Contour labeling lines
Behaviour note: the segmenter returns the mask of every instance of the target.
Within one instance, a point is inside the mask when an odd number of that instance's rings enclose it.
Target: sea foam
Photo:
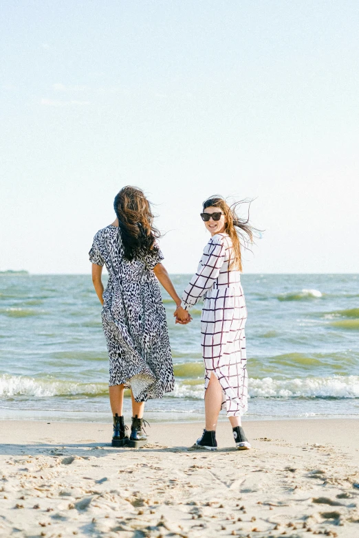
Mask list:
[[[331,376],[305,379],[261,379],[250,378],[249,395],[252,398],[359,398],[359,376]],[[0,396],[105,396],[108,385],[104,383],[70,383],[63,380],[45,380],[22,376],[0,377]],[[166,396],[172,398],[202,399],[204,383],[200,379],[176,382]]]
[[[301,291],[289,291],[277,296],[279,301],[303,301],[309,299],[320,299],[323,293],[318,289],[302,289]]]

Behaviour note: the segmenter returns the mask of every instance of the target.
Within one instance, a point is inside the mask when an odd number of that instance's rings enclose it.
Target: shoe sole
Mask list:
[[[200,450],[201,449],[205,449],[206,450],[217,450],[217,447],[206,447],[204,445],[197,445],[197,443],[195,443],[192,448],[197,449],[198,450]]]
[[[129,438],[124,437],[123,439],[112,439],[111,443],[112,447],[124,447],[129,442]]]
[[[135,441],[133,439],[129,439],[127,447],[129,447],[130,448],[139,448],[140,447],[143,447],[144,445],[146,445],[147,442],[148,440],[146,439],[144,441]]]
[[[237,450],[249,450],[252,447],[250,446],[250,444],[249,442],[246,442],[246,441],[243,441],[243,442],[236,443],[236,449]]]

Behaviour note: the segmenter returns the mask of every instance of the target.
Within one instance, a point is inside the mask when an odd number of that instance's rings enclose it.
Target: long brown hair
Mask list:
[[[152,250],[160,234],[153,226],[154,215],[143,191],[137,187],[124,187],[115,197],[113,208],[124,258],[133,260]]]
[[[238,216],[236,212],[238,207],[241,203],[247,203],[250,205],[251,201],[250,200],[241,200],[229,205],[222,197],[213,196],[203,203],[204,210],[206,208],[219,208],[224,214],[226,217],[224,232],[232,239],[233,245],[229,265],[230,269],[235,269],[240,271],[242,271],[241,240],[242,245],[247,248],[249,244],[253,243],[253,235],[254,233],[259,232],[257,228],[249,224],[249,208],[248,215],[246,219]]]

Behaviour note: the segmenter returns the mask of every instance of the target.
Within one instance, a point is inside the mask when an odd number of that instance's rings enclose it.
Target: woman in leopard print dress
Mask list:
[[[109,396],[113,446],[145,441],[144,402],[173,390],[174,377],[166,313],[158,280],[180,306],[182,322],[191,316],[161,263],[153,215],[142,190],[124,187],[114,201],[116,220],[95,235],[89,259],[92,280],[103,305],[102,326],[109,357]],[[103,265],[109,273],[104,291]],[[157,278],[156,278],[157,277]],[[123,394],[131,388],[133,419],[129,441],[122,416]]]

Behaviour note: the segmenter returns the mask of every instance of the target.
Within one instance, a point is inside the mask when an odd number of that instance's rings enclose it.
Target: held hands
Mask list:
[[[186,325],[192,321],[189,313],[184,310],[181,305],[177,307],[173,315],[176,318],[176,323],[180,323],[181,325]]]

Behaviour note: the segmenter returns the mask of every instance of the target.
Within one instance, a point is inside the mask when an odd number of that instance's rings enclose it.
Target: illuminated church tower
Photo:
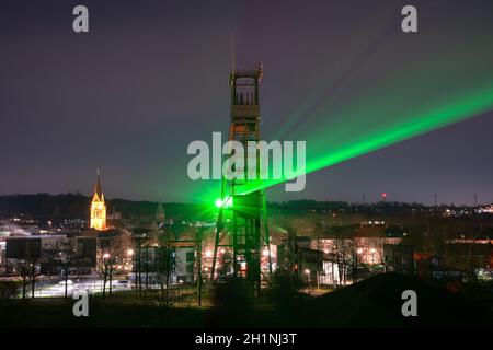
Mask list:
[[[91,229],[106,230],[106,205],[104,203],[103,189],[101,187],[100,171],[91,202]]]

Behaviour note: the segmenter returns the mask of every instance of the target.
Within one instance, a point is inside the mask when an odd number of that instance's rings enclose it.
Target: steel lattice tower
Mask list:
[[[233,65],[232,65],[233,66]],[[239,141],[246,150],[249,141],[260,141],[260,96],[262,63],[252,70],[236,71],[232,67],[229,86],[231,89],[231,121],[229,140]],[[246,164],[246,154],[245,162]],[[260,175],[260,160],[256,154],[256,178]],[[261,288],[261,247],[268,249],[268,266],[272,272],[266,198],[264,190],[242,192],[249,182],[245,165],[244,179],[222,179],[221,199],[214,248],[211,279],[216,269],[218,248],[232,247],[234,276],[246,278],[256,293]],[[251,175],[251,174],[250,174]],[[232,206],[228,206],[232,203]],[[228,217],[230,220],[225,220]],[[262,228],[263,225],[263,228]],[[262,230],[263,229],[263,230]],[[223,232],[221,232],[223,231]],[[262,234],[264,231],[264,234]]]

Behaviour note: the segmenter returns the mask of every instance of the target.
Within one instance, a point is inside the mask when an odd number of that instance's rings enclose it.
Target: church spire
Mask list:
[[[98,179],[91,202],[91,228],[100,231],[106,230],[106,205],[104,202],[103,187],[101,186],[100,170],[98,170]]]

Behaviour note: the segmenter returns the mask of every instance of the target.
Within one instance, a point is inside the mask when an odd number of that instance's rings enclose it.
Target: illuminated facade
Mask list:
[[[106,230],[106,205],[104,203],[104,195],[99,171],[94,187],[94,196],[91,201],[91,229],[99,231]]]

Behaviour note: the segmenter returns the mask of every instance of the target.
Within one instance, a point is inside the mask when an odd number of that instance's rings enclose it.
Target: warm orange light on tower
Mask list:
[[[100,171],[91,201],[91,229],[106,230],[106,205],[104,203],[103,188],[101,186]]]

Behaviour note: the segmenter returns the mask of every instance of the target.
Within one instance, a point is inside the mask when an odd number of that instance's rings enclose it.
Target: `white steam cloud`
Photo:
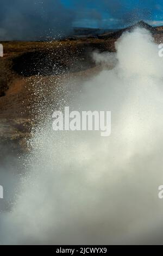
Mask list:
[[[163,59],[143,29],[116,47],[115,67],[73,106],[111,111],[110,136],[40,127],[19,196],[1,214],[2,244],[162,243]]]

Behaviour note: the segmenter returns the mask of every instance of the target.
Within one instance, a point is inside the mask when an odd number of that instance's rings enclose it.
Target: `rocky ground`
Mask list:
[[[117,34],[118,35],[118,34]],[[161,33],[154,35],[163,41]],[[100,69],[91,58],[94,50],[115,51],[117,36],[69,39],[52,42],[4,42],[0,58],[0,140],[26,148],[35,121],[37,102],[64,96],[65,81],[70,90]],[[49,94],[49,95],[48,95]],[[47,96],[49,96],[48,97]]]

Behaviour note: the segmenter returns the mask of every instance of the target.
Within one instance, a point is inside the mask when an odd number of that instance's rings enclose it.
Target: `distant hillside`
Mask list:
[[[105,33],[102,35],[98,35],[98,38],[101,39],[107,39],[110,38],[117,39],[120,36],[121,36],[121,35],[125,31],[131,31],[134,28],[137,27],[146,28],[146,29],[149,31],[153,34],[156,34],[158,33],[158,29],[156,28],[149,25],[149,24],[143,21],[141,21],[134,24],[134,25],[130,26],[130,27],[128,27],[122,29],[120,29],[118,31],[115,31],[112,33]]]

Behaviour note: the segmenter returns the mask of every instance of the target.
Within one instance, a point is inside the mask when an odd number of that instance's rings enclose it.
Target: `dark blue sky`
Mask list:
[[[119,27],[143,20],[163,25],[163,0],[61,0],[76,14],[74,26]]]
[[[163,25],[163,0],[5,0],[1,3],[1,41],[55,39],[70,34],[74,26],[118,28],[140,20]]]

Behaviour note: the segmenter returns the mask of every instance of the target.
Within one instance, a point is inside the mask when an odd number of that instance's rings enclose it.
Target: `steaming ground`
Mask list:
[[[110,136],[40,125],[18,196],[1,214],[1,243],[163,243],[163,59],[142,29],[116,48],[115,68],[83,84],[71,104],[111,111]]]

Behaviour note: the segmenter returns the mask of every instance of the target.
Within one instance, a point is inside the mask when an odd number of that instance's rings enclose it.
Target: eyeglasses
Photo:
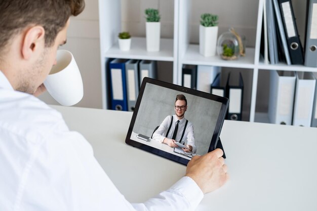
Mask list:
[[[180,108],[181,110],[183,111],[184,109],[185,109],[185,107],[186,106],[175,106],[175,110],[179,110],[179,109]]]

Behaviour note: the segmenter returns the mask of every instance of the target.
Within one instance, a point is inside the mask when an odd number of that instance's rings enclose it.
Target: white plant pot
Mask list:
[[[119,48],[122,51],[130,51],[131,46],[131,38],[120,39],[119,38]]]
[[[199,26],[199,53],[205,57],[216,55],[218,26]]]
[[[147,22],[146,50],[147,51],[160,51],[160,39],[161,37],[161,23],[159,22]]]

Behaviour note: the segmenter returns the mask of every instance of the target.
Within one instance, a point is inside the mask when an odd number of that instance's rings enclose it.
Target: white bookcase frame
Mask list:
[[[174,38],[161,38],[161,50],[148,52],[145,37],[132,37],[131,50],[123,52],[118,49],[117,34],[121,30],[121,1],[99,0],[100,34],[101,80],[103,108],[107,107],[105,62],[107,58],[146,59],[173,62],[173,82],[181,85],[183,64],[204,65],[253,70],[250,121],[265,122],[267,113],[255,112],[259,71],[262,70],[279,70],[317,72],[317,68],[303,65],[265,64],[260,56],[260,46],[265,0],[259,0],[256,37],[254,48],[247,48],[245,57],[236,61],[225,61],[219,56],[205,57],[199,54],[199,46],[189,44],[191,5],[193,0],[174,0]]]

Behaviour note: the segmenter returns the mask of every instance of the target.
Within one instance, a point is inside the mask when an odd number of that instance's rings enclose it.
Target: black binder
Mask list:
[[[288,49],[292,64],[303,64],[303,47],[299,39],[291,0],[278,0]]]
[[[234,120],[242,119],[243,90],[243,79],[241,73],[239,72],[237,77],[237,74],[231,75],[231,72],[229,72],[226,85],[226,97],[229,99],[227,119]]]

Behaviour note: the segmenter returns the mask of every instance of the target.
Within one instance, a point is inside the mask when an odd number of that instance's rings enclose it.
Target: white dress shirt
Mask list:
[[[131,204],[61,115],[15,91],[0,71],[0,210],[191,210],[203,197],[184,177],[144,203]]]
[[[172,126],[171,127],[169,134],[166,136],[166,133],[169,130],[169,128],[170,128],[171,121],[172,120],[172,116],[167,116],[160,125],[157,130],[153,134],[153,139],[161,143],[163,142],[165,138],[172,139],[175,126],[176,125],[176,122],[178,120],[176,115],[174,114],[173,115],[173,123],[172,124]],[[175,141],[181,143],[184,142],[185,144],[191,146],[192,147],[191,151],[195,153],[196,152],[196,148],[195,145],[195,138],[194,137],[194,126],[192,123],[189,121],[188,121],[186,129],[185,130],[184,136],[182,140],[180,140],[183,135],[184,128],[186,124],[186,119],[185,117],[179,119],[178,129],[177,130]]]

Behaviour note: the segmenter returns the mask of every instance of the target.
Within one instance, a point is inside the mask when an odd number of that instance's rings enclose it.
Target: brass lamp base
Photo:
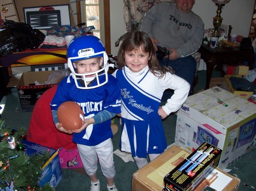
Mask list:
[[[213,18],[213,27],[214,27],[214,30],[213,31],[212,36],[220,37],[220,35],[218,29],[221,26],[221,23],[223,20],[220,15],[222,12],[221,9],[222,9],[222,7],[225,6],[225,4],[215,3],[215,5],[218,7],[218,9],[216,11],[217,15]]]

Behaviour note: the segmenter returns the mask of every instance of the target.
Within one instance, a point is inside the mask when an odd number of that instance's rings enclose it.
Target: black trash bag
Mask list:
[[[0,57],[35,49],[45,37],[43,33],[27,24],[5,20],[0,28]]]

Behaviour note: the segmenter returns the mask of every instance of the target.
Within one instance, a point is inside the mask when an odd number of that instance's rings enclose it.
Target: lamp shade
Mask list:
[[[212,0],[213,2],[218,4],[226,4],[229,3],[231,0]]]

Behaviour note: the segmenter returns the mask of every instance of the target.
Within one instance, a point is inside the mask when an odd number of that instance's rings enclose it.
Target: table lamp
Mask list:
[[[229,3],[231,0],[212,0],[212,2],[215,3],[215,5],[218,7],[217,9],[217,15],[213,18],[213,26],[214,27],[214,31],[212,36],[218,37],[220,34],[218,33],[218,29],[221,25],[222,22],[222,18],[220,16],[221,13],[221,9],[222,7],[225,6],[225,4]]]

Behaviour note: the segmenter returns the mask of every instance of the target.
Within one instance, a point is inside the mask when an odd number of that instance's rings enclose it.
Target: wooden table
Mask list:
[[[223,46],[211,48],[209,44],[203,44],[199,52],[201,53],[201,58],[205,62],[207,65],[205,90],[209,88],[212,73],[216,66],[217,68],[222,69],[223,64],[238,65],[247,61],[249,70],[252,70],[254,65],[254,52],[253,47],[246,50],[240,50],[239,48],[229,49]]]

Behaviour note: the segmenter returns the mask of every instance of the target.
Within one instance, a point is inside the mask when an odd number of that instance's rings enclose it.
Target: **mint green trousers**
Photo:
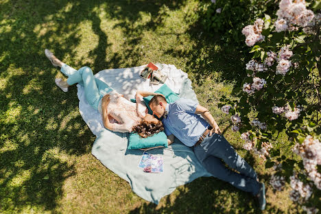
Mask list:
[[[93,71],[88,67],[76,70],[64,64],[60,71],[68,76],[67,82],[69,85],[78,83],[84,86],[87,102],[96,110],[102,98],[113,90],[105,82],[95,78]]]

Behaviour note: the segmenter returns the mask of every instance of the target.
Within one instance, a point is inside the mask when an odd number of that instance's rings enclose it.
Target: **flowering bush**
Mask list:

Aim ▸ Filter the contour labeling lines above, copying each line that contains the word "tower". Case counts.

Task result ▸
Target: illuminated church tower
Target: steel lattice tower
Target: warm orange light on tower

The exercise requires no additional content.